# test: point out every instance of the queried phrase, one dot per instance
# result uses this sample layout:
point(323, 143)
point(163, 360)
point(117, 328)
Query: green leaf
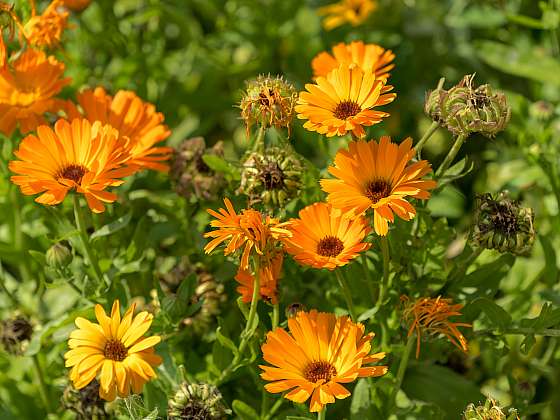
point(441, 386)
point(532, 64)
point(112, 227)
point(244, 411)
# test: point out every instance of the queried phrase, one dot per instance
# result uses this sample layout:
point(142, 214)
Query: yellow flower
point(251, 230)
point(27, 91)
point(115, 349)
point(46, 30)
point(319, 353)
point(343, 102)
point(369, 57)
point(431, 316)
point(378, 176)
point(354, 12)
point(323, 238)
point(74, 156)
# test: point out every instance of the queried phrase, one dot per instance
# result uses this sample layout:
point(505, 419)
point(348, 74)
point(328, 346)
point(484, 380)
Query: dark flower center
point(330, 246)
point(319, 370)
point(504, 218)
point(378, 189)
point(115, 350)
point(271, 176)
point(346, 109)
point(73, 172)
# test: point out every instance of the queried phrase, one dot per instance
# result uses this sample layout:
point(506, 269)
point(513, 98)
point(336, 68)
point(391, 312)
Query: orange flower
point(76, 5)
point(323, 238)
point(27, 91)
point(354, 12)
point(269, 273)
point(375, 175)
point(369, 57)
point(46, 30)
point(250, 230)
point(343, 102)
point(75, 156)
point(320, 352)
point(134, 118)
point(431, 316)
--
*Problem statement*: Copy out all of the lines above word for word, leaving out the pictures.

*Finished task*:
# test: point out every instance of the queried phrase, one dot per instance
# result uses this sample layout:
point(323, 143)
point(163, 360)
point(117, 328)
Query: green leaf
point(441, 386)
point(532, 64)
point(112, 227)
point(244, 411)
# test: point out every instance of the queried phrase, one dot per instance
# result uses this sample layout:
point(142, 214)
Query: yellow flower
point(251, 230)
point(27, 91)
point(115, 349)
point(46, 30)
point(319, 353)
point(343, 102)
point(369, 57)
point(431, 316)
point(378, 176)
point(354, 12)
point(323, 238)
point(74, 156)
# test: point out every instance of the queried phrase, one dot per instance
# result uses this sample layout:
point(505, 419)
point(348, 74)
point(328, 346)
point(484, 380)
Query: dark flower center
point(330, 246)
point(319, 370)
point(504, 218)
point(378, 189)
point(115, 350)
point(271, 176)
point(346, 109)
point(73, 172)
# test: point out every instance of the queried phrase, one dot per instance
# result uses this sample layout:
point(506, 269)
point(513, 98)
point(336, 68)
point(391, 312)
Query: orange flower
point(76, 5)
point(323, 238)
point(27, 91)
point(354, 12)
point(269, 273)
point(375, 175)
point(369, 57)
point(46, 30)
point(250, 230)
point(343, 102)
point(75, 156)
point(320, 352)
point(134, 118)
point(431, 316)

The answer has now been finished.